Yazı -
“Ç.E.V.İ.R.M.E.N.”
NE DEMEKTİR?
Ağır Bir Soruya Hafif Bir Yanıt
Yurdanur Salman
Ç- Çile Demektir
Çevirmenler çileci kişilerdir. Genlerine mazohistlik karışmış olmalıdır. Okuma-anlama, yorumlama, yazma konusunda - bazen - üstün beceriler geliştirmiş olmalarına karşın, ömür boyu zevkle okuma, yorumcu olma, yazarlık yapma gibi daha doyurucu uğraşları seçmezler de, başkalarının ürettiği metinlerle uğraşıp durmak gibi - pek de akıllıca görülemeyecek - bir uğraşı seçerler. Bu seçmeyi neden yaptıklarını, çevirmenlere ancak kendileri - ya da ruh doktorları - açıklayabilir.

Yönerge -
Çevirmenlik üzerine yazıda "NE DEMEKTİR?" ifadesinden "doktorları - açıklayabilir." ifadesine kadar uzanan bölümü, "doyurucu" yerine "keyifli" koyarak yeniden yazınız. Kayıtlar, bu yazıdan ayrı bir malzemedir.

Sağlanan Malzeme -
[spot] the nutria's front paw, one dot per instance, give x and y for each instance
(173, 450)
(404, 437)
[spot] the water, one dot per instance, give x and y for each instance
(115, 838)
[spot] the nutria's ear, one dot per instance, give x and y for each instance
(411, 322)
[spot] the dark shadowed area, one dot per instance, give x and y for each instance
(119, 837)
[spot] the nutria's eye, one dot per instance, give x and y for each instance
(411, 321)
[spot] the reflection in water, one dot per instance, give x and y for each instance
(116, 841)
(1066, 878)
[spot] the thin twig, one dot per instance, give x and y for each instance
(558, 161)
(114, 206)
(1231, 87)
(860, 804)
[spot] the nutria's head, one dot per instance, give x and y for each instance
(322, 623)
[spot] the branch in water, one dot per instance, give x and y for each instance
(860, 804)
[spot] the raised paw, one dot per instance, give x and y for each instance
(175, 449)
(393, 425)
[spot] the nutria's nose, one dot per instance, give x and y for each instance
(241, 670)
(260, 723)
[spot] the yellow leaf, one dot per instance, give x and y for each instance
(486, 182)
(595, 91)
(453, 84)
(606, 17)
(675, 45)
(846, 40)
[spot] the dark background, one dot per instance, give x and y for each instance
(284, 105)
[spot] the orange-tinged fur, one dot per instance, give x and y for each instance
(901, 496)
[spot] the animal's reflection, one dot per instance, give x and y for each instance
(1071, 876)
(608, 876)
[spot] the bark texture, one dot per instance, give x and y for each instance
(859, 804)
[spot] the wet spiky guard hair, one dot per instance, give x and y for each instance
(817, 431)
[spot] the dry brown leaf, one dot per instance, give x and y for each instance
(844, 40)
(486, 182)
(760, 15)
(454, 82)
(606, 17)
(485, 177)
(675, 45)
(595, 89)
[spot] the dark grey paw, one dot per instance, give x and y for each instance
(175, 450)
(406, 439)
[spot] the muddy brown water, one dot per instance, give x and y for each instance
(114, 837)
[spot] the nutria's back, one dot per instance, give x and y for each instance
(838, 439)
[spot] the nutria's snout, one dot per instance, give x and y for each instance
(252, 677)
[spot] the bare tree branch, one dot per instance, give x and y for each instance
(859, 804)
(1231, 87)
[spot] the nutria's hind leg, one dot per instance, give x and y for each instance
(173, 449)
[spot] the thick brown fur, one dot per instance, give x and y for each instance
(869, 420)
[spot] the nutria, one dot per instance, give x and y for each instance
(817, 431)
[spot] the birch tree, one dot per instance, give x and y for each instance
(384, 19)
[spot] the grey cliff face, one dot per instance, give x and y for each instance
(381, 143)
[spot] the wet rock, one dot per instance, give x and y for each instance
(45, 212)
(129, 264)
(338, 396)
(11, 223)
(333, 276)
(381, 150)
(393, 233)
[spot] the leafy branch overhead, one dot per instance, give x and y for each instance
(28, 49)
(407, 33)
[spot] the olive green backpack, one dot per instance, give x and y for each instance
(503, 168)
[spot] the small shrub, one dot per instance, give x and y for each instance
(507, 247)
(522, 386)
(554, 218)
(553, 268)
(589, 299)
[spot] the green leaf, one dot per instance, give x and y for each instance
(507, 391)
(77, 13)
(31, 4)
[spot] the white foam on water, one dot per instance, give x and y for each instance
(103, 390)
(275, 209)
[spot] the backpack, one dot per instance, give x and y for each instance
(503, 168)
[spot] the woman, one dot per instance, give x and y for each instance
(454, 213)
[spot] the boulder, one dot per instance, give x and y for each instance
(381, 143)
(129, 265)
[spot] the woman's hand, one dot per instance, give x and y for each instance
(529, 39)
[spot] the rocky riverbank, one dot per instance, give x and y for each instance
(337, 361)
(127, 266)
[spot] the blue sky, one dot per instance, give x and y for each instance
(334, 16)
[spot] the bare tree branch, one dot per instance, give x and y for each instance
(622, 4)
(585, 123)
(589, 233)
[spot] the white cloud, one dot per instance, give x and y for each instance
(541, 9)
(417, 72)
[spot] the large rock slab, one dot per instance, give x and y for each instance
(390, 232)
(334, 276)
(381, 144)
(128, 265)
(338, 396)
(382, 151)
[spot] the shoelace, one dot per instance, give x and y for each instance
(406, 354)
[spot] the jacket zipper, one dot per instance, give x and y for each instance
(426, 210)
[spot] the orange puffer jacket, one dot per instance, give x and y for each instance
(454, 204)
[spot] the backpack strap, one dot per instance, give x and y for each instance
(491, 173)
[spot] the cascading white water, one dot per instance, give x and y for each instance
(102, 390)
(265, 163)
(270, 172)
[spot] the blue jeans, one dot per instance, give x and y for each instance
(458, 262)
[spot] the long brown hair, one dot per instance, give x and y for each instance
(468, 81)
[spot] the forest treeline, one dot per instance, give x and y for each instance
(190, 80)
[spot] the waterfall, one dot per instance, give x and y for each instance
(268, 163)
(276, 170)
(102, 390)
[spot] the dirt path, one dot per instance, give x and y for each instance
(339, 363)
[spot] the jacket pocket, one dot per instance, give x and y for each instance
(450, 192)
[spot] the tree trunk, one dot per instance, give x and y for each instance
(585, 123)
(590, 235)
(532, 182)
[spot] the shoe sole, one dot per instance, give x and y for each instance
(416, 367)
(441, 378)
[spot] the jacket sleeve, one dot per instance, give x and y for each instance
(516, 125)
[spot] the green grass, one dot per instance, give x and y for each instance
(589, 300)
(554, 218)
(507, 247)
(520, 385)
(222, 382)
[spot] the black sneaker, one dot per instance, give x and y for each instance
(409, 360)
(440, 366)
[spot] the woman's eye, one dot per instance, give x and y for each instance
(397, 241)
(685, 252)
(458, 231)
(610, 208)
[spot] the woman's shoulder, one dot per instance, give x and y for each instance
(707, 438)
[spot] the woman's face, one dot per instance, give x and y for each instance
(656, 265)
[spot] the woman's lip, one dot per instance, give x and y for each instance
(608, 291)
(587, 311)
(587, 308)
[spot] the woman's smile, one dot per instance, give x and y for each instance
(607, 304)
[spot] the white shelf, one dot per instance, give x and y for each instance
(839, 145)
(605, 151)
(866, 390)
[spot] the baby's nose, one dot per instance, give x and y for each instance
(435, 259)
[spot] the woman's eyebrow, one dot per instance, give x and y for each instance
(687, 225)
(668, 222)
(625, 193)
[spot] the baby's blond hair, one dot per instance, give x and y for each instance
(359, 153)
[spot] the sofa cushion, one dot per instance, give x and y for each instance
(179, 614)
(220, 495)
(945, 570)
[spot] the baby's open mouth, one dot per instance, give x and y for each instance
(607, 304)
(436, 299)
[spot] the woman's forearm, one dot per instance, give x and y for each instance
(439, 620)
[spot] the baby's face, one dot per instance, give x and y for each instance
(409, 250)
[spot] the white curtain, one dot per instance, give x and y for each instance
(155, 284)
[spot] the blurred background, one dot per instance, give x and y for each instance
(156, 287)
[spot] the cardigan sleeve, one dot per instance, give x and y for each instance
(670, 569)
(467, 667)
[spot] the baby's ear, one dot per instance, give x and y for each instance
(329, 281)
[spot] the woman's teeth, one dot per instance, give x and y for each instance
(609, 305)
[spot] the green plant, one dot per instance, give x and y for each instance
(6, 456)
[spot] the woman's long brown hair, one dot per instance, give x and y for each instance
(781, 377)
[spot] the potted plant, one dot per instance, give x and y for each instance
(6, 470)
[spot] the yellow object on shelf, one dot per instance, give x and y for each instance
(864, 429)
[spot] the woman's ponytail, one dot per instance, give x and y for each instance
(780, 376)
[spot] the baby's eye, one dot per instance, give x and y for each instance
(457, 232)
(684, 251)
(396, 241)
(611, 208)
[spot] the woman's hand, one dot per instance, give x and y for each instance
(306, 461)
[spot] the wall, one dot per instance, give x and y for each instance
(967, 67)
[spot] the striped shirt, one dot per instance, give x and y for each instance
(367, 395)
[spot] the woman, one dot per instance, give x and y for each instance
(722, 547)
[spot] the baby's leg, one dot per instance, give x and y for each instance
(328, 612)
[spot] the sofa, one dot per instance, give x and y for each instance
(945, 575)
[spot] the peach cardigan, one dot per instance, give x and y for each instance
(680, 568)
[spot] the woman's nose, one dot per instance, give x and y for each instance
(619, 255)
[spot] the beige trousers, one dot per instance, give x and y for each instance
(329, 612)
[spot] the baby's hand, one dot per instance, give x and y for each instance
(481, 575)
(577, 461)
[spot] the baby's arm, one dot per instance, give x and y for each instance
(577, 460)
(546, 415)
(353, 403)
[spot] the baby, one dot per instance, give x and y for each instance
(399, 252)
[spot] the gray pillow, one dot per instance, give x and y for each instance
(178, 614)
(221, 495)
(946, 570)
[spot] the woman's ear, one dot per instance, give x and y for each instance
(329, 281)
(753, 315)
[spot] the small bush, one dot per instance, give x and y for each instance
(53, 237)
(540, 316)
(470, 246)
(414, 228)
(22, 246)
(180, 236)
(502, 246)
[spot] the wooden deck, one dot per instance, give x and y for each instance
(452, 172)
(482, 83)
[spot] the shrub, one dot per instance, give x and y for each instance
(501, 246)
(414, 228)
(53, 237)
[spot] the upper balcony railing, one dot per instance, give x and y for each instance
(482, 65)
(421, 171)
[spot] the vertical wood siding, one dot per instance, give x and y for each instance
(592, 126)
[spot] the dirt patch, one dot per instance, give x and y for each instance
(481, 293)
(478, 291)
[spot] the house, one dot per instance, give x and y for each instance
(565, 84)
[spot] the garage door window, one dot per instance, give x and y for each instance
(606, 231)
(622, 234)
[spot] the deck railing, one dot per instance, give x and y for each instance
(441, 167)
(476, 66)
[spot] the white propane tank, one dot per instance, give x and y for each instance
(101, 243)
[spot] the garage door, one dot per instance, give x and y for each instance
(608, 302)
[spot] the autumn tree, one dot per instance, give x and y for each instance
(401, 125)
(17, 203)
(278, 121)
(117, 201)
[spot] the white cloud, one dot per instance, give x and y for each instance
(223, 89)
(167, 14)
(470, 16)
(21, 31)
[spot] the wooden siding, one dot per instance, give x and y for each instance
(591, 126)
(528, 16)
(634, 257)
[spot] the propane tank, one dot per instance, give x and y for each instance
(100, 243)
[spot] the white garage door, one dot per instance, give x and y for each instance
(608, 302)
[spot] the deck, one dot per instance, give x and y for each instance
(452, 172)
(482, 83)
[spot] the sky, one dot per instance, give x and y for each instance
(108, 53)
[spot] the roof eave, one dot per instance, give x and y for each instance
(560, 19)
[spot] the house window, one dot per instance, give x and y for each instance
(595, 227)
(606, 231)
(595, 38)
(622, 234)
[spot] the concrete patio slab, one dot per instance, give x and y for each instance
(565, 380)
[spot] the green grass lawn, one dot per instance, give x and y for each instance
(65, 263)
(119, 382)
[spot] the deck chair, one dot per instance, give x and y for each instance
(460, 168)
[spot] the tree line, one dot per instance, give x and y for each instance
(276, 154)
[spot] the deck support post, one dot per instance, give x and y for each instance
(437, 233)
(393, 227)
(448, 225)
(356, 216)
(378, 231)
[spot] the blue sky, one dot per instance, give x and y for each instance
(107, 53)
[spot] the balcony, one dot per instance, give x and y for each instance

Yanıt -
NE DEMEKTİR?
Ağır Bir Soruya Hafif Bir Yanıt
Yurdanur Salman
Ç- Çile Demektir
Çevirmenler çileci kişilerdir. Genlerine mazohistlik karışmış olmalıdır. Okuma-anlama, yorumlama, yazma konusunda - bazen - üstün beceriler geliştirmiş olmalarına karşın, ömür boyu zevkle okuma, yorumcu olma, yazarlık yapma gibi daha keyifli uğraşları seçmezler de, başkalarının ürettiği metinlerle uğraşıp durmak gibi - pek de akıllıca görülemeyecek - bir uğraşı seçerler. Bu seçmeyi neden yaptıklarını, çevirmenlere ancak kendileri - ya da ruh doktorları - açıklayabilir.